BEGIN DATA SECTION

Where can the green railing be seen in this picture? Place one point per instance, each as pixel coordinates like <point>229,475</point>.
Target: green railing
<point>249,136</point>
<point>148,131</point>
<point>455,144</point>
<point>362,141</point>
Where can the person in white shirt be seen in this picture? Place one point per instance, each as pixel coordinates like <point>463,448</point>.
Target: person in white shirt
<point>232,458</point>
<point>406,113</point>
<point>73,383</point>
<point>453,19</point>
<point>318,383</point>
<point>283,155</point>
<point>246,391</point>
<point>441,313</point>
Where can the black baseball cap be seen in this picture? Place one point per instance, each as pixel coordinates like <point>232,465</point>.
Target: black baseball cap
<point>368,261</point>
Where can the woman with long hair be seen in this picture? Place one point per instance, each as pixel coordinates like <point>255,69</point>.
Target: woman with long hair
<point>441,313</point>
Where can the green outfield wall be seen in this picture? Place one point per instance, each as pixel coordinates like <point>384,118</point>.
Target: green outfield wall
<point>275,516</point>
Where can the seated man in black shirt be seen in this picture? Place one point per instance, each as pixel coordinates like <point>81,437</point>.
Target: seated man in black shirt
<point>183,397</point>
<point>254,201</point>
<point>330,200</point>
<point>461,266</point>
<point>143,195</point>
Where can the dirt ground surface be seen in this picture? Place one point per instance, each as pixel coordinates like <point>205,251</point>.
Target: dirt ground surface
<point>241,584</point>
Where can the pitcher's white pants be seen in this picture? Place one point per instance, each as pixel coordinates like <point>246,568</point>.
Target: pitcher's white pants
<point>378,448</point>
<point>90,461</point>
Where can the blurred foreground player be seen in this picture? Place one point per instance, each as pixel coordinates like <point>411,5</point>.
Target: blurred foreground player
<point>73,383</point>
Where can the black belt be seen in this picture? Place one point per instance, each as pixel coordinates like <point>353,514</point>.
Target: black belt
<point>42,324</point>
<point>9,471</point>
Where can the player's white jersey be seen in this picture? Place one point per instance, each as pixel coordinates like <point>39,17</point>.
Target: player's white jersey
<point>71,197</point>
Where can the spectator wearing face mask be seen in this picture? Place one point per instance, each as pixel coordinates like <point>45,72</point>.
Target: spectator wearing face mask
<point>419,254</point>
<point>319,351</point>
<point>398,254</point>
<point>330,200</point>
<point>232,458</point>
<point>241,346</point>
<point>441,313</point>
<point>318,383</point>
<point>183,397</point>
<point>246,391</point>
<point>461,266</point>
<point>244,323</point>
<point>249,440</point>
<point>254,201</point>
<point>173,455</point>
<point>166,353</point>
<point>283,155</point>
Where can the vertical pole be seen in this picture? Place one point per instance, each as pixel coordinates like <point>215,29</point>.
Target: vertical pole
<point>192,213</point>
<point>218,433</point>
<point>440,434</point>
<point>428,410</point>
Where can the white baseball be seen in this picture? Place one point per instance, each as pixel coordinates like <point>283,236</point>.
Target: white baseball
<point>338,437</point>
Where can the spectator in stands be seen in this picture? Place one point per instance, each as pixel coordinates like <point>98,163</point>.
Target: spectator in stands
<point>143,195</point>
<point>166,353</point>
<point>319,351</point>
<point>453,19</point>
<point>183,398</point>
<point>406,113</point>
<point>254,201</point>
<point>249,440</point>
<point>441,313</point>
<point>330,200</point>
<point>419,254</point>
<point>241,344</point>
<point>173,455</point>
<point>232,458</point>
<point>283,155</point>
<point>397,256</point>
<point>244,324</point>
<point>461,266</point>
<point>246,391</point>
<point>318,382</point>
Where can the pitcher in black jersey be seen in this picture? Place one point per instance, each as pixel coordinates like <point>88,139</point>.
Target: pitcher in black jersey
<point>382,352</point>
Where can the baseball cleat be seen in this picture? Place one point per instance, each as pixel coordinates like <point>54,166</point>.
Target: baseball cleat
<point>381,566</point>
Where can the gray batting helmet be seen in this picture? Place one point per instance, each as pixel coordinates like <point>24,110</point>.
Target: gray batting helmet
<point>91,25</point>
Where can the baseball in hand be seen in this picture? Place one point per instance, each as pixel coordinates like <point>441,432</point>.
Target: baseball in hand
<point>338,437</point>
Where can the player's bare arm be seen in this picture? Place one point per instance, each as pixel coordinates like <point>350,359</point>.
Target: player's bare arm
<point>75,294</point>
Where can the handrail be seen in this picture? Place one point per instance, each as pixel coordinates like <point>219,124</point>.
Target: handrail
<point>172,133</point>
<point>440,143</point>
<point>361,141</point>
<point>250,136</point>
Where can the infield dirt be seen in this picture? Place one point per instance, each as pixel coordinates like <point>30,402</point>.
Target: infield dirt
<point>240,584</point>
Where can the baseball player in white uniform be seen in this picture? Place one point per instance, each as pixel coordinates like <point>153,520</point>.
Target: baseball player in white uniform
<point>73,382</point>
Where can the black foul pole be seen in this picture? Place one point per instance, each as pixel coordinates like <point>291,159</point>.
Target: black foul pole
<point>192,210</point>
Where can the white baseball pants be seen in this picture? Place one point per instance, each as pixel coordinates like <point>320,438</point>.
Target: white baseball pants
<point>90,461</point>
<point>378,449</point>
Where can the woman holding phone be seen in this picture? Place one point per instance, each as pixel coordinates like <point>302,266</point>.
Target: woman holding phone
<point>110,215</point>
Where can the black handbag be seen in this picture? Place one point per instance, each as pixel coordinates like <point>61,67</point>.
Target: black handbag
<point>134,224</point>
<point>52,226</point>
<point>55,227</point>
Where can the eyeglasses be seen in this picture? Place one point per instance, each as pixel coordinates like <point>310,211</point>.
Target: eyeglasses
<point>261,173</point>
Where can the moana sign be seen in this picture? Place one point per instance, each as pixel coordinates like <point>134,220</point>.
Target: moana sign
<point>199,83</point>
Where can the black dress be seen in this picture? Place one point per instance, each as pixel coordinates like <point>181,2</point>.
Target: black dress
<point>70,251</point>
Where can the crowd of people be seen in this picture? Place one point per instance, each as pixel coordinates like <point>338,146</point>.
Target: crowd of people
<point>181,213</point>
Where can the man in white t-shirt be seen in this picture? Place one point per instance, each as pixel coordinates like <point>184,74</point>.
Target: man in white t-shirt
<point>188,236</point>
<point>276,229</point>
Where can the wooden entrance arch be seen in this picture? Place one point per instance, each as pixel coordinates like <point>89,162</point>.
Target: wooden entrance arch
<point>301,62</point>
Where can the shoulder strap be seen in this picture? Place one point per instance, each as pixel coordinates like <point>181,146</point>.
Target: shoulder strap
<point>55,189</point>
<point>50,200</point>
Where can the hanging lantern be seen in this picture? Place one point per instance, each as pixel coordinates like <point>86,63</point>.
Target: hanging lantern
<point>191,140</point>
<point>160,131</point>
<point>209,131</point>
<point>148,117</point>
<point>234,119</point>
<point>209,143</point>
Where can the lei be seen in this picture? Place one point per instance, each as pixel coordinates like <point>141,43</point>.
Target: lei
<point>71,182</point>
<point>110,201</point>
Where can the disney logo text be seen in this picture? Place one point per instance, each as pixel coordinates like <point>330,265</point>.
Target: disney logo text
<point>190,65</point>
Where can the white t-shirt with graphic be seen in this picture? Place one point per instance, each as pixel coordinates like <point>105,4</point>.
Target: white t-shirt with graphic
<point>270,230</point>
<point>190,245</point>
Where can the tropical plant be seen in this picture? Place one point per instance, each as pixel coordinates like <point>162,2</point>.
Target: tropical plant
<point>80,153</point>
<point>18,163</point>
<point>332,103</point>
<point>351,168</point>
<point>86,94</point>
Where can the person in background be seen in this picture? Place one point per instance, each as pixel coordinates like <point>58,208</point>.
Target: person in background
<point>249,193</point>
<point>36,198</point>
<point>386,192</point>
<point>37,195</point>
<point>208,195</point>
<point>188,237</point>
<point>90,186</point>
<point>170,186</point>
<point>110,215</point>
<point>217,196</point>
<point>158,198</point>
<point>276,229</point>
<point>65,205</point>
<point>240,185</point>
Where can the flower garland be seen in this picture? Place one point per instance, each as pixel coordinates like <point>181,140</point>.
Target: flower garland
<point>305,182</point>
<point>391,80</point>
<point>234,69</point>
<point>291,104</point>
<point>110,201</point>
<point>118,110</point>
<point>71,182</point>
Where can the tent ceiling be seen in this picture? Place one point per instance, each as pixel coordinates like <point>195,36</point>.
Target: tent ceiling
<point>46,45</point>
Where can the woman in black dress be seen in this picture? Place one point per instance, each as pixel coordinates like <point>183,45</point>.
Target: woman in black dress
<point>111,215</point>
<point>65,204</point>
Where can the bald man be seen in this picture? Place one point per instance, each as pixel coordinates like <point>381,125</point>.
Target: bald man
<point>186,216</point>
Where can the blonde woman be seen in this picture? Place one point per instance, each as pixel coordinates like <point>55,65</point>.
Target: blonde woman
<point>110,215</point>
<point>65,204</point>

END DATA SECTION

TASK TO CARRY OUT:
Give the lines of the material above again, exactly, from its first line through the line that contains "Where can the person in white" and no further.

REPLY TO THE TASK:
Where can the green railing be seen in this picture? Place one point per instance, each as pixel coordinates like <point>229,475</point>.
Target: green railing
<point>249,136</point>
<point>148,131</point>
<point>455,144</point>
<point>362,141</point>
Where can the person in white shirt be seen in this picture? Place one point per instance, each as pixel coordinates like <point>463,448</point>.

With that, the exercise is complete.